### [Extracted data]
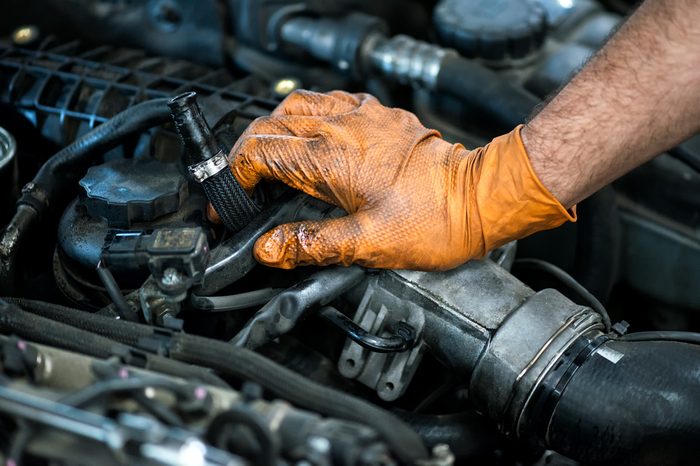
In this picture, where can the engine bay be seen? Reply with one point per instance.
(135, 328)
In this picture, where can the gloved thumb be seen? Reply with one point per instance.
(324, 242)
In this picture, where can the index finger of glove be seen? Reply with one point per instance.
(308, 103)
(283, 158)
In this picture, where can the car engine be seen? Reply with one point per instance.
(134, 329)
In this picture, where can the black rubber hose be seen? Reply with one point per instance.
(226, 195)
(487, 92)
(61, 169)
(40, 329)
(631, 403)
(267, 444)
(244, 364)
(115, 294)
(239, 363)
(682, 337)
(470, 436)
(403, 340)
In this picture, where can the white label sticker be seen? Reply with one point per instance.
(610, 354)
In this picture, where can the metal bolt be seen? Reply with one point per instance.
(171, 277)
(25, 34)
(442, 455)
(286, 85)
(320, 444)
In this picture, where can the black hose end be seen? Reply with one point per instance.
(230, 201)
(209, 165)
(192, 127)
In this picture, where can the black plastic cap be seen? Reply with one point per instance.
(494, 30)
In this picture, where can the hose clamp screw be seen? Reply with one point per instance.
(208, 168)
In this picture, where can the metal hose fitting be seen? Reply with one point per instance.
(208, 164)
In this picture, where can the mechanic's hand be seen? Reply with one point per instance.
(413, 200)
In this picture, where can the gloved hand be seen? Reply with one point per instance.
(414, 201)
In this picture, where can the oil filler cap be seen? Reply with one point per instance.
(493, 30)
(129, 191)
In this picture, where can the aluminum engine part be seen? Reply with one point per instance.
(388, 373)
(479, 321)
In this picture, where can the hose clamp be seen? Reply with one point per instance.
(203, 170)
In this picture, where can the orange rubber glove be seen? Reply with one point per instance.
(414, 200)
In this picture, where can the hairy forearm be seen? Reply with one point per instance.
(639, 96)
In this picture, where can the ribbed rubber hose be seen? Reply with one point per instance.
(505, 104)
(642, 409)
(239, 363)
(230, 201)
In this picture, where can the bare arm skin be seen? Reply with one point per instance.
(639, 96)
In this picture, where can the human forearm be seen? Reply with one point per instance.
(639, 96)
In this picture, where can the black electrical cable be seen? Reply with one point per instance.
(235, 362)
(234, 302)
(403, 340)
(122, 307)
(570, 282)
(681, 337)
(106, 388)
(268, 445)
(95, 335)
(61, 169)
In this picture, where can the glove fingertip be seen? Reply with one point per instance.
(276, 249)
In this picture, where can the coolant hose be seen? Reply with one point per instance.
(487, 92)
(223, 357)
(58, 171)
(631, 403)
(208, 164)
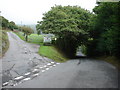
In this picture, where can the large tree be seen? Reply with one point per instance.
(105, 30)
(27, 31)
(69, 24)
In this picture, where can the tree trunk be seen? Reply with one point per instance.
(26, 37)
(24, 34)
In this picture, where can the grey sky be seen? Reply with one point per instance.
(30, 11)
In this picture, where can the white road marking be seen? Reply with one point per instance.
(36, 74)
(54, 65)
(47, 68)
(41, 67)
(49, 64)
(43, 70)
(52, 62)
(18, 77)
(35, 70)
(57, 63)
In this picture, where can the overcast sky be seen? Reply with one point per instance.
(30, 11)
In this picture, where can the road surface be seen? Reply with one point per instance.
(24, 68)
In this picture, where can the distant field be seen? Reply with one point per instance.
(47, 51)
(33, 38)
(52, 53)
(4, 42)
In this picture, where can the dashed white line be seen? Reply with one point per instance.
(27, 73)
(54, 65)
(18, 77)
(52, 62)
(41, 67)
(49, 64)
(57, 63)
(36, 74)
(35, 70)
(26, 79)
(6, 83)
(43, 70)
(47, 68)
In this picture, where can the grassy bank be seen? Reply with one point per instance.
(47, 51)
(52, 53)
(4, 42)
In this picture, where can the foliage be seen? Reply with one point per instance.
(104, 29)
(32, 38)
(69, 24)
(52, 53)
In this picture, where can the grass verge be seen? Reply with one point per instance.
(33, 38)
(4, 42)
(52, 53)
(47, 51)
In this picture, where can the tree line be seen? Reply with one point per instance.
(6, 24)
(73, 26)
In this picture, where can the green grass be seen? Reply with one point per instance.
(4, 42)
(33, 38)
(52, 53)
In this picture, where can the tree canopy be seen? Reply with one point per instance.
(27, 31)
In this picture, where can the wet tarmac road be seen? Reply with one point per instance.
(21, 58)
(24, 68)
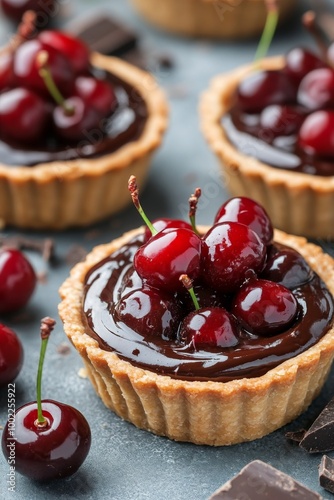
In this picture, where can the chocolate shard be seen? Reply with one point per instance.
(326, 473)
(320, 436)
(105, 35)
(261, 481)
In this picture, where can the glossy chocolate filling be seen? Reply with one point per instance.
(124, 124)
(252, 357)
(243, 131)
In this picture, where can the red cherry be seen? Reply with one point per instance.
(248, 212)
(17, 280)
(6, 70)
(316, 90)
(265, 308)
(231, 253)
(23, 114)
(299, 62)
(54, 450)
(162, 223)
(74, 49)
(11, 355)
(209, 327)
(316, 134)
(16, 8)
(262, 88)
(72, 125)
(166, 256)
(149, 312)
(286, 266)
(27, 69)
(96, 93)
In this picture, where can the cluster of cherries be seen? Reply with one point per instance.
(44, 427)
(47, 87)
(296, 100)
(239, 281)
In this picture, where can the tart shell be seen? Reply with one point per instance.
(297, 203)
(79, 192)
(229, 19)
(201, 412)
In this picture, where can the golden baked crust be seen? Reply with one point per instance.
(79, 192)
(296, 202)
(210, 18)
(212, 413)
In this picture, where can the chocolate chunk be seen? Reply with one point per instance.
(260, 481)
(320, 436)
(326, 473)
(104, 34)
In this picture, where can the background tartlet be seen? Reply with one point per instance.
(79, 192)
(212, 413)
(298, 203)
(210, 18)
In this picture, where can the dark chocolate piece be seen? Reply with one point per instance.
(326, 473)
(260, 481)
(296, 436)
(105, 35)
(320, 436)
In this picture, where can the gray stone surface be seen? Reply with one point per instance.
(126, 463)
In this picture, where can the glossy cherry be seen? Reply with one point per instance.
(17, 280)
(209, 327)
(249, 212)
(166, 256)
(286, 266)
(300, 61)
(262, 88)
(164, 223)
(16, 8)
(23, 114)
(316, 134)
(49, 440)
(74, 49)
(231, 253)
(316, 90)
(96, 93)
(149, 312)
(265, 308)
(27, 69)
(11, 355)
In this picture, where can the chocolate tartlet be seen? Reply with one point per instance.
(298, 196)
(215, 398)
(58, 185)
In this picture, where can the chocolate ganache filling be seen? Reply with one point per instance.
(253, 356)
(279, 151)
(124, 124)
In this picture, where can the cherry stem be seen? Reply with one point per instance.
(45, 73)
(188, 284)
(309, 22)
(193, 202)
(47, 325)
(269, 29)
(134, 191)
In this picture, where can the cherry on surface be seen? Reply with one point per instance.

* * *

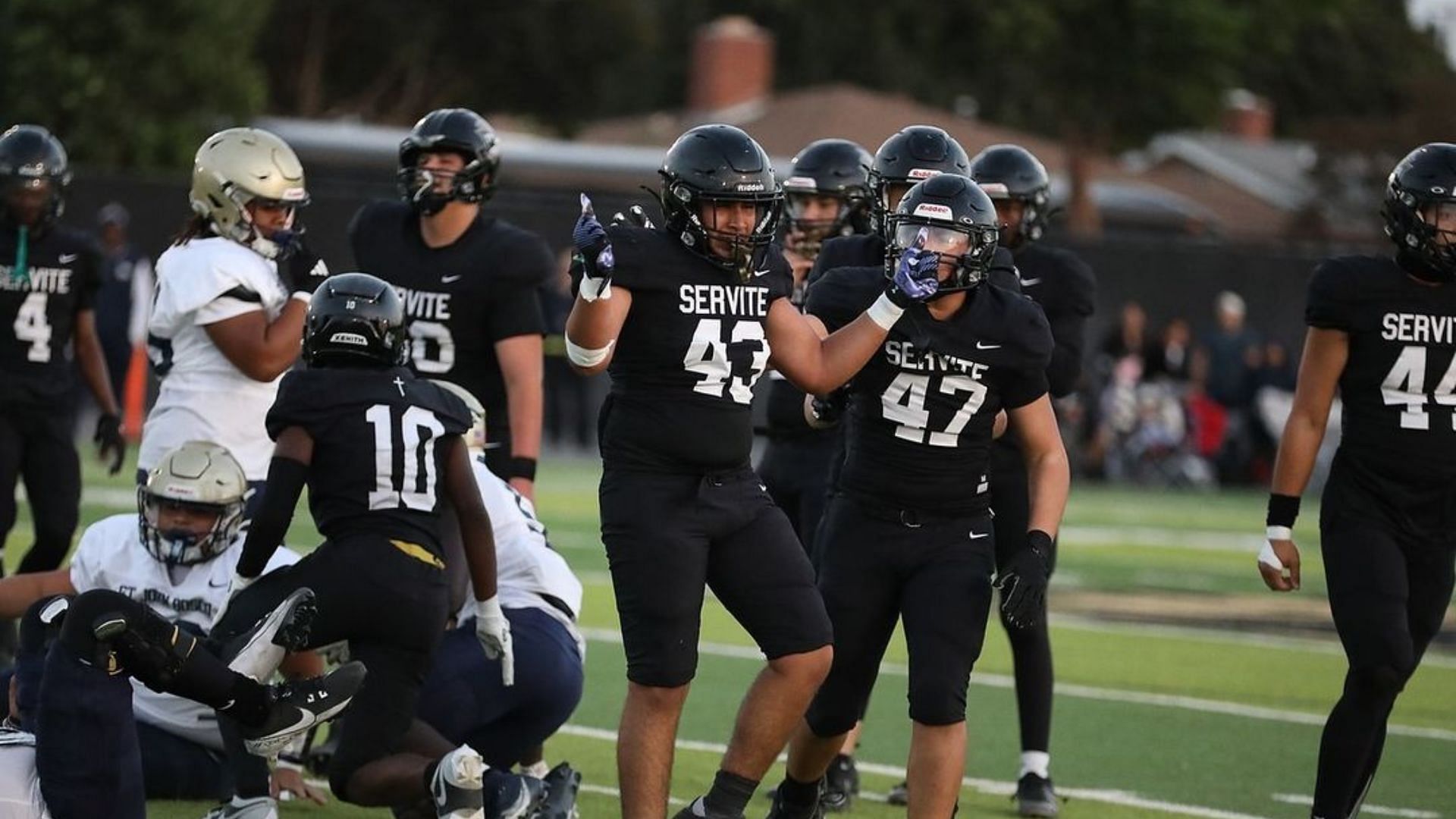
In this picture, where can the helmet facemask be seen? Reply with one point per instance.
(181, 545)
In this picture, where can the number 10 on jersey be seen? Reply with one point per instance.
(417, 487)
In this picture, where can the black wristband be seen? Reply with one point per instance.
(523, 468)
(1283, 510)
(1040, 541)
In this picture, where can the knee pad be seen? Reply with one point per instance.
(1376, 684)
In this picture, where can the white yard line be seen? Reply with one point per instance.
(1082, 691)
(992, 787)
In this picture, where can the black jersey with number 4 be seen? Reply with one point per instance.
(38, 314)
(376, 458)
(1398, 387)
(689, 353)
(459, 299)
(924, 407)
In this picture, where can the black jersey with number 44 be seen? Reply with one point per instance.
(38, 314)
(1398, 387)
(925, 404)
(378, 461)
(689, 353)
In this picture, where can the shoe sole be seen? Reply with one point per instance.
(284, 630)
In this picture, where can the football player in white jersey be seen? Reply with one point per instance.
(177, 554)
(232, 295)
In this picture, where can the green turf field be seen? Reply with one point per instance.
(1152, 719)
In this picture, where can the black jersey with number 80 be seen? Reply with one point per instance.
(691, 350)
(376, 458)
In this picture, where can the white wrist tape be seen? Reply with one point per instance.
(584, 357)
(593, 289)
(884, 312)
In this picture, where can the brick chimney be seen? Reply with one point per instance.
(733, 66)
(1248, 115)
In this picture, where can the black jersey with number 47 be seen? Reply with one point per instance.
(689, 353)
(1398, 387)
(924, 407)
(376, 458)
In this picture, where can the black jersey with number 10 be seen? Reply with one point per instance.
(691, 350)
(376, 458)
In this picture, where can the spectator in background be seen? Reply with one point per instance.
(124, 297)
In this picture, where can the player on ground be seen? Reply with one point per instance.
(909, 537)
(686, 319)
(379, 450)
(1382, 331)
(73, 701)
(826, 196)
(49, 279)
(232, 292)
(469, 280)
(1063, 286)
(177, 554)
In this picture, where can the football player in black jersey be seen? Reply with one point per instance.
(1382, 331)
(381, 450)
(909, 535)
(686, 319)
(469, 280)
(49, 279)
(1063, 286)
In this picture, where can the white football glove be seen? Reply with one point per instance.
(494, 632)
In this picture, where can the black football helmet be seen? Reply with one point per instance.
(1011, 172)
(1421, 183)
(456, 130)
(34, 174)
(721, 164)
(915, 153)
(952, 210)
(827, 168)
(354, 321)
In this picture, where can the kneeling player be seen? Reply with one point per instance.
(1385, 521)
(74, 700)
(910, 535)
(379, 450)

### [Task directions]
Count the lines in the records above that contain the string "hand", with case counting. Reply with the number only.

### [The solution]
2